Extracted records Block Start

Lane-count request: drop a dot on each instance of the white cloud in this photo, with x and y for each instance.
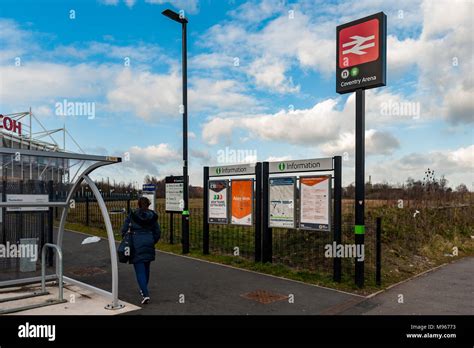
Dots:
(149, 96)
(271, 74)
(376, 143)
(189, 6)
(151, 159)
(278, 158)
(48, 82)
(257, 11)
(457, 165)
(324, 123)
(216, 95)
(217, 128)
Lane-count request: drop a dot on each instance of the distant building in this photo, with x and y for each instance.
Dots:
(16, 134)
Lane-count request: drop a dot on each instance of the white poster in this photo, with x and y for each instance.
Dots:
(217, 193)
(174, 197)
(21, 198)
(151, 197)
(282, 202)
(315, 200)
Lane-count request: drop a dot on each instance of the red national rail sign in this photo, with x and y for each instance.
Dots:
(361, 54)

Extracted records Block End

About this exercise – The records above, minus their pictures, are to be returned word for word.

Answer section –
Lane-count request: drop a dot on each instance of the white cloud in this photo, with x and y for each instance.
Dots:
(149, 96)
(271, 74)
(376, 143)
(189, 6)
(151, 159)
(278, 158)
(48, 82)
(257, 11)
(457, 165)
(324, 123)
(216, 95)
(217, 128)
Lane-count request: drop a dot on each instance of the distant building in this photo, with x and y for each instance.
Dots:
(16, 134)
Lane-count request: drop a dot on each instance of the white poster in this photo, with x and y for each instance.
Dots:
(217, 193)
(174, 197)
(21, 198)
(151, 197)
(282, 202)
(315, 200)
Lane-count request: drop a dot on each instance of the red national rail sign in this photo, with x and y for each instance.
Dots:
(361, 54)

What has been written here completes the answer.